• [EXERCICE ÉCRIT 1]
Dans les entrées du jeu de données ci-dessous, prenez la partie qui s'ouvre sur la ligne contenant "Practice task. Find the autumn" et se ferme sur la ligne contenant "[1050, 119]", ces deux lignes comprises. Restituez-la sous forme de liste JSON de chaînes, une chaîne par ligne, en omettant les lignes vides.

• [EXTRAIT SOURCE]
╔══

M. Gates, interrogé sur CNN, a évoqué de possibles «sanctions sur l'activité bancaire, sur les technologies gazières et pétrolières». L'Iran est déjà sous le coup de trois résolutions de l'ONU assorties de sanctions.

Les États-Unis réfléchissent aussi à un embargo sur les importations d'essence en Iran, un pays exportateur de pétrole mais qui, paradoxalement, doit importer 40% de ses besoins en carburant, faute de capacités de raffinage.

Robert Gates, qui n'a pas évoqué cette possibilité précise dimanche, a appelé à tirer parti des «failles profondes» traversant la société iranienne après la réélection contestée du président ultra-conservateur Mahmoud Ahmadinejad. Selon lui, «des sanctions économiques sévères pourraient avoir un véritable impact» dans ce contexte.

L'insistance américaine sur les sanctions rencontre une réponse tiède de leurs partenaires.

Bien que la France soit elle aussi en pointe dans la menace de sanctions nouvelles, son ministre des Affaires étrangères Bernard Kouchner a mis en garde lundi contre des mesures qui pourraient affecter les Iraniens ordinaires.

En Iran même, le chef de file de l'opposition Mir Hossein Moussavi s'est dit opposé à de nouvelles sanctions, car celles-ci «vont augmenter la souffrance» des Iraniens.

La Russie freine traditionnellement la volonté des Américains et des Européens de sanctionner l'Iran.

La semaine dernière, le président Dmitri Medvedev avait jugé des sanctions «dans certains cas inévitables». Mais lundi, le Kremlin a appelé la communauté internationale à ne pas «céder à l'émotion» après les essais de missiles, tout en appelant Téhéran à «montrer de la retenue».

La Chine enfin, dont certains analystes évaluent à 100 milliards de dollars le volume annuel d'échanges avec l'Iran, est notoirement hostile à de nouvelles sanctions.

Cela n'a pas empêché Kurt Campbell, secrétaire d'État-adjoint des États-Unis chargé de l'Asie, d'affirmer lundi que «pour la première fois, la Chine soutient des éléments de notre approche dure».

╚══

(Extrait d'un jeu de données)
╔══

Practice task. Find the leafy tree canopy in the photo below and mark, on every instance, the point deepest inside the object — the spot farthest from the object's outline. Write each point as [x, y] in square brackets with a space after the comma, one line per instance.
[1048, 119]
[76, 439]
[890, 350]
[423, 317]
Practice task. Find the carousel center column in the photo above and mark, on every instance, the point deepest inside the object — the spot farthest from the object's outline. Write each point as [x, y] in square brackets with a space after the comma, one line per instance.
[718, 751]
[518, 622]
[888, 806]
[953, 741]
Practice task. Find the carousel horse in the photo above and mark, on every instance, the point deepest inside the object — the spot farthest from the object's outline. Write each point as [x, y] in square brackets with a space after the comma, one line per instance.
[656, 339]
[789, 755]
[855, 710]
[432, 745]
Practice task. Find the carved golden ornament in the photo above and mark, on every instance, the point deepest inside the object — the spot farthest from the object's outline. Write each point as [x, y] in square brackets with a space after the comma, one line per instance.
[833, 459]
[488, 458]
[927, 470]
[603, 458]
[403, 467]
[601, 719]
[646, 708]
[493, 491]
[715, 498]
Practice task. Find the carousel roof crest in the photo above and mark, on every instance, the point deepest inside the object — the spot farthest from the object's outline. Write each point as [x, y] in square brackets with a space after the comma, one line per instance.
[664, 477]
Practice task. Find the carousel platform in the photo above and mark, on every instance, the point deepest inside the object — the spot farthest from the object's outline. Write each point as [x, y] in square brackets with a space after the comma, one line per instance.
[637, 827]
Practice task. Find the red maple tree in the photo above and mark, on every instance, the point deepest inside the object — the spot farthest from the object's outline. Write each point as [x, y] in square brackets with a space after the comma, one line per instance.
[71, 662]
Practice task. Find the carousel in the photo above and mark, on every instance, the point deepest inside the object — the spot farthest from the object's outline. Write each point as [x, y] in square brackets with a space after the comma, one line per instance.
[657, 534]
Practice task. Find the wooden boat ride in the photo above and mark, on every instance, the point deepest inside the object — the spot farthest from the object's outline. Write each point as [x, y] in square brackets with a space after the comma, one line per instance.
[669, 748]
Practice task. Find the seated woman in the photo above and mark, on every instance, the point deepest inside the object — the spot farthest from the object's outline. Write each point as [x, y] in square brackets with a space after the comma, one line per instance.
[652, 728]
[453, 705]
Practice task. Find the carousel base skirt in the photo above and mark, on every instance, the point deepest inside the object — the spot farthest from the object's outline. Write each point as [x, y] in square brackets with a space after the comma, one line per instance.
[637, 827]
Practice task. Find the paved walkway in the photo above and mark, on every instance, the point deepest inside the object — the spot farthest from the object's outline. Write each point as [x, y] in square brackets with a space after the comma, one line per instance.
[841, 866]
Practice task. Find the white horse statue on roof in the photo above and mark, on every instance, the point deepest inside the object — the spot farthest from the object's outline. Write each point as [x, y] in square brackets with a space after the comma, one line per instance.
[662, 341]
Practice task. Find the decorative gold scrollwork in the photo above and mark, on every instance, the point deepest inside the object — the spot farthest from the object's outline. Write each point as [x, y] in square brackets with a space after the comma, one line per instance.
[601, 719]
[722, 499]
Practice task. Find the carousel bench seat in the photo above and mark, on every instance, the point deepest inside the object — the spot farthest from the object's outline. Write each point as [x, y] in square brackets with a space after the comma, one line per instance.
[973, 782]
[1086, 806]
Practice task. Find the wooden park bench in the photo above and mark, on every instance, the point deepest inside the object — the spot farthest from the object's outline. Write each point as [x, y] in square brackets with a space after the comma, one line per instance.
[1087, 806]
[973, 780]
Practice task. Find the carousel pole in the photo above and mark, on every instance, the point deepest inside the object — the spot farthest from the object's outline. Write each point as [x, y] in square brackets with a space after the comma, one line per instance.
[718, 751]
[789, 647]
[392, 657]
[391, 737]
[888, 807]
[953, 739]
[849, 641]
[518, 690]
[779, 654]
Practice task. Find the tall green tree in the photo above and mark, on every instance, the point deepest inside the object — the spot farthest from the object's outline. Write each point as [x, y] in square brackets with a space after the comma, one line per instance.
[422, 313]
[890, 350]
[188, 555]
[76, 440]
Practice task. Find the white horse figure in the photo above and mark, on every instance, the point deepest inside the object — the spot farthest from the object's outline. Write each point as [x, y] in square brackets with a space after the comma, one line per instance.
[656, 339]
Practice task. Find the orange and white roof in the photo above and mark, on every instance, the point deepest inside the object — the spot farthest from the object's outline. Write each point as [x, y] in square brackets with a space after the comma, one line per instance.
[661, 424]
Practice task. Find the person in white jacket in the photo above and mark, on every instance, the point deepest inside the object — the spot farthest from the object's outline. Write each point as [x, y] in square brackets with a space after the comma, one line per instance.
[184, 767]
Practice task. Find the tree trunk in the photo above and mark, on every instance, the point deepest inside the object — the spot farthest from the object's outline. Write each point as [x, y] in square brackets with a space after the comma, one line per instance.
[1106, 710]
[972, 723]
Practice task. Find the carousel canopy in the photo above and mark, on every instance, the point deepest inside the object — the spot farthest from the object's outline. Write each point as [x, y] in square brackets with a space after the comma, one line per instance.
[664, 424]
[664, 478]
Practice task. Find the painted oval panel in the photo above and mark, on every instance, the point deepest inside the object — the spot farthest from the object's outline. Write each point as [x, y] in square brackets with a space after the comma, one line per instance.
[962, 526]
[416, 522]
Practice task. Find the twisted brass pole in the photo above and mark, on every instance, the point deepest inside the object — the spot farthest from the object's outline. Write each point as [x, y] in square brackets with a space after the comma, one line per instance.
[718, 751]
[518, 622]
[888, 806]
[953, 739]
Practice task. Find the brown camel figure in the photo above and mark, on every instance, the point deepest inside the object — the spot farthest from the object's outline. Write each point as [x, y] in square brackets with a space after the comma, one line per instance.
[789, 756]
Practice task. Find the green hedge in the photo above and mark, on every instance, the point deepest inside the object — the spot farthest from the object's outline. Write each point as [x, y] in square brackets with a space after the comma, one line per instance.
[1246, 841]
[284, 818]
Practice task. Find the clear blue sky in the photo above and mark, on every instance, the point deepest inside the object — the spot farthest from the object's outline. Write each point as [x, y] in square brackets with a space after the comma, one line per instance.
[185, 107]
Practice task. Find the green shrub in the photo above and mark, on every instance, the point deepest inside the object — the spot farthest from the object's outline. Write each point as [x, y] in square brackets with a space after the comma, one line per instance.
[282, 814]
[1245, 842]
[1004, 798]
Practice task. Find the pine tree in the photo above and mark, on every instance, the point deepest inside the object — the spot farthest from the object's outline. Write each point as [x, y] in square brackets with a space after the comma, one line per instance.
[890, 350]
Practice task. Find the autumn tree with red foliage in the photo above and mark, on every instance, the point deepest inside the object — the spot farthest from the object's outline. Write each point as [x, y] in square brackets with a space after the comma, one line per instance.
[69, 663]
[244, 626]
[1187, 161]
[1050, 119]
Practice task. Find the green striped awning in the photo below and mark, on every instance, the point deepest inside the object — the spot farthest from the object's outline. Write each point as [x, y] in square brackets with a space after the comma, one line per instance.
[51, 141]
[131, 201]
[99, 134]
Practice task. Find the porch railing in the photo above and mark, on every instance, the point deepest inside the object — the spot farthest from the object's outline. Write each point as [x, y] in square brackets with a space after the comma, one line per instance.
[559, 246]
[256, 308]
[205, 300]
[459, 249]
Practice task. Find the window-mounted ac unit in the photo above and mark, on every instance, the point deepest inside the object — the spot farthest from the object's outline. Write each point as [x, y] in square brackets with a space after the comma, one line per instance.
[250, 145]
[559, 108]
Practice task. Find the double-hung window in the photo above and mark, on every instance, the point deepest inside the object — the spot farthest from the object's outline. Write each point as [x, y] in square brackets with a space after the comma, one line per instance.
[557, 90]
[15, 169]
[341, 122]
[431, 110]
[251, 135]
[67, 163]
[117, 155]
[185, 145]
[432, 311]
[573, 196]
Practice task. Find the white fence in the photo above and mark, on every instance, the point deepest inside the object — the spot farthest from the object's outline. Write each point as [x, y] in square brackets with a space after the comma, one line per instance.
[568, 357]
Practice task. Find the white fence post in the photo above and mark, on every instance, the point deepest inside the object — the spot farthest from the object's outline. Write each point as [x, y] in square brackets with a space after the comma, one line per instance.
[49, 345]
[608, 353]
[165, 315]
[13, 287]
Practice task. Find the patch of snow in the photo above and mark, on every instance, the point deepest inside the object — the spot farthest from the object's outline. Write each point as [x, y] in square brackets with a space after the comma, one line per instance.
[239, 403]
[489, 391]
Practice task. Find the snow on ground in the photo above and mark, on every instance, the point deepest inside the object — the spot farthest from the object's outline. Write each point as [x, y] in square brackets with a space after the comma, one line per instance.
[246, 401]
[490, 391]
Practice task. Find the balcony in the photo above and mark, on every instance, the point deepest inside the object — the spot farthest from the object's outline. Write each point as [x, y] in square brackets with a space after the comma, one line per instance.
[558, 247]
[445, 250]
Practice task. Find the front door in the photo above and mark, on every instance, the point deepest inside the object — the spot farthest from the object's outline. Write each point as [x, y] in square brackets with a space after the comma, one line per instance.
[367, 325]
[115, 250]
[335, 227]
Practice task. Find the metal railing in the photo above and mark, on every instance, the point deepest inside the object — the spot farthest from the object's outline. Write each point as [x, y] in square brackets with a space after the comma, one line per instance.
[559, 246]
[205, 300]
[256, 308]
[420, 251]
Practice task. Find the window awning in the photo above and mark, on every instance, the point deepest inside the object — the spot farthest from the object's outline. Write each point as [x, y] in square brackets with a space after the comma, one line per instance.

╚══

• [EXERCICE ÉCRIT 2]
Reproduisez intégralement l'article sur les sanctions contre l'Iran.

• [RÉPONSE COMPLÈTE 1]
[
  "Practice task. Find the autumn tree with red foliage in the photo above and mark, on every instance, the point deepest inside the object — the spot farthest from the object's outline. Write each point as [x, y] in square brackets with a space after the comma, one line per instance.",
  "[69, 663]",
  "[244, 626]",
  "[1187, 161]",
  "[1050, 119]"
]

• [RÉPONSE COMPLÈTE 2]
M. Gates, interrogé sur CNN, a évoqué de possibles «sanctions sur l'activité bancaire, sur les technologies gazières et pétrolières». L'Iran est déjà sous le coup de trois résolutions de l'ONU assorties de sanctions.

Les États-Unis réfléchissent aussi à un embargo sur les importations d'essence en Iran, un pays exportateur de pétrole mais qui, paradoxalement, doit importer 40% de ses besoins en carburant, faute de capacités de raffinage.

Robert Gates, qui n'a pas évoqué cette possibilité précise dimanche, a appelé à tirer parti des «failles profondes» traversant la société iranienne après la réélection contestée du président ultra-conservateur Mahmoud Ahmadinejad. Selon lui, «des sanctions économiques sévères pourraient avoir un véritable impact» dans ce contexte.

L'insistance américaine sur les sanctions rencontre une réponse tiède de leurs partenaires.

Bien que la France soit elle aussi en pointe dans la menace de sanctions nouvelles, son ministre des Affaires étrangères Bernard Kouchner a mis en garde lundi contre des mesures qui pourraient affecter les Iraniens ordinaires.

En Iran même, le chef de file de l'opposition Mir Hossein Moussavi s'est dit opposé à de nouvelles sanctions, car celles-ci «vont augmenter la souffrance» des Iraniens.

La Russie freine traditionnellement la volonté des Américains et des Européens de sanctionner l'Iran.

La semaine dernière, le président Dmitri Medvedev avait jugé des sanctions «dans certains cas inévitables». Mais lundi, le Kremlin a appelé la communauté internationale à ne pas «céder à l'émotion» après les essais de missiles, tout en appelant Téhéran à «montrer de la retenue».

La Chine enfin, dont certains analystes évaluent à 100 milliards de dollars le volume annuel d'échanges avec l'Iran, est notoirement hostile à de nouvelles sanctions.

Cela n'a pas empêché Kurt Campbell, secrétaire d'État-adjoint des États-Unis chargé de l'Asie, d'affirmer lundi que «pour la première fois, la Chine soutient des éléments de notre approche dure».